--- Start of Records supplied ---
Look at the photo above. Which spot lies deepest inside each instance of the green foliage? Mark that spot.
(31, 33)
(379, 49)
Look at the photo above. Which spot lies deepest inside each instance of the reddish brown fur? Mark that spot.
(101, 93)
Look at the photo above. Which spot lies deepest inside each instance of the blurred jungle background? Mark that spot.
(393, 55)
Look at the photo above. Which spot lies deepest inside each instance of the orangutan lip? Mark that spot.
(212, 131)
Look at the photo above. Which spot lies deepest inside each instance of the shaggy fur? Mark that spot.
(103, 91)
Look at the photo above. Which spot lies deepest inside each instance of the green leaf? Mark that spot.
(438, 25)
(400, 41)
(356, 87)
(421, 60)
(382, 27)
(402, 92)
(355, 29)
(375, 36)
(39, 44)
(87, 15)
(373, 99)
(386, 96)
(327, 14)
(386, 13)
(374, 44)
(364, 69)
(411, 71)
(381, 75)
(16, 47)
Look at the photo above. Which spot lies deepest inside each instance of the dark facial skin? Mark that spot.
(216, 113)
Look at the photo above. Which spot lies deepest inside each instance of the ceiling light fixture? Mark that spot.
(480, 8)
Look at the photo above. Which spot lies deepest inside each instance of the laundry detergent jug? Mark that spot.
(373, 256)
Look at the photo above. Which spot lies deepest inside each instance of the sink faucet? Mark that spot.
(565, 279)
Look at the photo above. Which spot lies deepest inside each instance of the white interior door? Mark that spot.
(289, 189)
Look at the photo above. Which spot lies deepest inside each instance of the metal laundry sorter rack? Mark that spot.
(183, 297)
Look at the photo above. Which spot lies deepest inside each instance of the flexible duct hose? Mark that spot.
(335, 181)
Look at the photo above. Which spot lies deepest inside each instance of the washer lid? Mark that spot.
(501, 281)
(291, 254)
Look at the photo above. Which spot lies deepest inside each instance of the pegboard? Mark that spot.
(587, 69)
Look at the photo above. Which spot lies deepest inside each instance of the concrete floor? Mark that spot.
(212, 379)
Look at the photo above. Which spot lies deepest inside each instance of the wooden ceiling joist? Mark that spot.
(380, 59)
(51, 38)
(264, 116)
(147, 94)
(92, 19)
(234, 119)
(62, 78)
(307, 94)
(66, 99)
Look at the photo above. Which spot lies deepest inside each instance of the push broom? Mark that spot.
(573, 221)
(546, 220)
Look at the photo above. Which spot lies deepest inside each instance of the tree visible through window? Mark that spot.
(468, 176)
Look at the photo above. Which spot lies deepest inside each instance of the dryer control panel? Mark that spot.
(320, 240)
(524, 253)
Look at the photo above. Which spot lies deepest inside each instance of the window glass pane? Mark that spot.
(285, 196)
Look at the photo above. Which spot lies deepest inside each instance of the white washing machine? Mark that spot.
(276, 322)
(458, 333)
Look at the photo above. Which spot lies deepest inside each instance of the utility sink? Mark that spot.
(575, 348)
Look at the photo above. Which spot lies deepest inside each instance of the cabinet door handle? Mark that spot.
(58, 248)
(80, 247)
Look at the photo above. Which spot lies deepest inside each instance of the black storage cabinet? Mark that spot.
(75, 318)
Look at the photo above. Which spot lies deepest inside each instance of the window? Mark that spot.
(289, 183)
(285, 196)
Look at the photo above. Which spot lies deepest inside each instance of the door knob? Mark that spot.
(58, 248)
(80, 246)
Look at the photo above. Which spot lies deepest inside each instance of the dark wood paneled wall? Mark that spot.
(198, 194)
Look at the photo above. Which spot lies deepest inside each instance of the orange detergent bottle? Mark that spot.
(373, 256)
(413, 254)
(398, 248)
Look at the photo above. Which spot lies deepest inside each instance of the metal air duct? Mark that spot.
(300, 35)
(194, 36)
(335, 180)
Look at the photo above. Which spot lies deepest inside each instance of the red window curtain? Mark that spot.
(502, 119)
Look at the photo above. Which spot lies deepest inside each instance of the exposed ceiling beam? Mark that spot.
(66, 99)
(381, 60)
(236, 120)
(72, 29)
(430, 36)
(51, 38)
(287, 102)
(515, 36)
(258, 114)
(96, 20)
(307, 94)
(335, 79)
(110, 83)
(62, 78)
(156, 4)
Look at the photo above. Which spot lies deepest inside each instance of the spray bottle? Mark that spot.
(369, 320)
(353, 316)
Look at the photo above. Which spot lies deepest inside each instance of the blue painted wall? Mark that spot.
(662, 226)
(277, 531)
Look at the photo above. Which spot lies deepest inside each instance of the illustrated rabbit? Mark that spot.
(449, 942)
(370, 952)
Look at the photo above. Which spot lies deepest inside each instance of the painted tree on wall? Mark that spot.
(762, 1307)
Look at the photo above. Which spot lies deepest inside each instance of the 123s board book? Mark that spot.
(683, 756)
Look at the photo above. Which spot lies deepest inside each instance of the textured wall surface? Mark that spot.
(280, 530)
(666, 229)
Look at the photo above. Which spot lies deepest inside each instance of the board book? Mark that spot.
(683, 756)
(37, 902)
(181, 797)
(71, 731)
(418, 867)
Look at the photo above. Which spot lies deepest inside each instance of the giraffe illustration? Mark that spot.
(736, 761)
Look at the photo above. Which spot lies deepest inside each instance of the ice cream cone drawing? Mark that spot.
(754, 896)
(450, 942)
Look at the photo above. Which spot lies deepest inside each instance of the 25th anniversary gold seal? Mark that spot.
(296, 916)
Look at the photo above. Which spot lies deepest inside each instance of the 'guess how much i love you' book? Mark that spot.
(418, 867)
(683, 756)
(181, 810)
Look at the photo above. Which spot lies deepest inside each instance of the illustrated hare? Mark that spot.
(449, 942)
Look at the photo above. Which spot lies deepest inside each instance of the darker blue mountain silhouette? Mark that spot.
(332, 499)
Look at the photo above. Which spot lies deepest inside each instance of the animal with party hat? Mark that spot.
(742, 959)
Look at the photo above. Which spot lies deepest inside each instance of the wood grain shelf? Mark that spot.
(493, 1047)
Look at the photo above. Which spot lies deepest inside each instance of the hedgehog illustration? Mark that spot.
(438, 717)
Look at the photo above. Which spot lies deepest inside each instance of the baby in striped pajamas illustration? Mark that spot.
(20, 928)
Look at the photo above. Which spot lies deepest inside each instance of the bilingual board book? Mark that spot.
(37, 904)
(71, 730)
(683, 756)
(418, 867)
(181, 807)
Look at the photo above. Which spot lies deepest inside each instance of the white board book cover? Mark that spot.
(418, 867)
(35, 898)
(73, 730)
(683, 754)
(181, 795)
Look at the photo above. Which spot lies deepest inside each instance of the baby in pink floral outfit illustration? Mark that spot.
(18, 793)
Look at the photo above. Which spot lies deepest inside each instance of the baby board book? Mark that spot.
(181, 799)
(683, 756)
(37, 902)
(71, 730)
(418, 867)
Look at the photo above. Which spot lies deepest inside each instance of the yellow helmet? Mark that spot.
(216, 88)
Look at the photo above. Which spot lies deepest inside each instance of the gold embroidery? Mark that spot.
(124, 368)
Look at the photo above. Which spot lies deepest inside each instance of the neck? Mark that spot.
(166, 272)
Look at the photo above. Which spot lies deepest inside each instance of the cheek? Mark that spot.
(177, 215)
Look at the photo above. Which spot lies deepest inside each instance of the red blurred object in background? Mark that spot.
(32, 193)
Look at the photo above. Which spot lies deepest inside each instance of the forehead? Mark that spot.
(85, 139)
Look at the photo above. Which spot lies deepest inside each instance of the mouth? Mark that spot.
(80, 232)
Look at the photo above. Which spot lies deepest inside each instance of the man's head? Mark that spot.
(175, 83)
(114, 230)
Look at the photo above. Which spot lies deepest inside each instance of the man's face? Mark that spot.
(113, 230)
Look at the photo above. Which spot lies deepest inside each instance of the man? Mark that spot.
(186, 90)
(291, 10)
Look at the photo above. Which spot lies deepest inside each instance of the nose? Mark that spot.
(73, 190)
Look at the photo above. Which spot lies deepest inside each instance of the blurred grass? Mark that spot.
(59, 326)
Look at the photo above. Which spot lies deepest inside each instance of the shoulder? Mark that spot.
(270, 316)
--- End of Records supplied ---
__Given exercise__.
Repeat, with no changes, each line from the one with "man's face? Mark that spot." to the end of the listing, including both ends and nothing else.

__Task output__.
Look at the photo above. Which spot lies deepest inside each instance of the man's face? Mark that spot.
(113, 230)
Look at the photo above. Which spot lies deepest inside each instance of the man? Mark that spot.
(186, 90)
(291, 10)
Look at the photo above. Which spot lies deepest inside each instance of the nose? Mark that spot.
(73, 190)
Look at the photo above. Which spot lies deepest inside each instance of the blurred grass? Mark that spot.
(59, 326)
Look at the photo above. Which spot lies deepest inside each instance of the shoulder? Mark that spot.
(270, 316)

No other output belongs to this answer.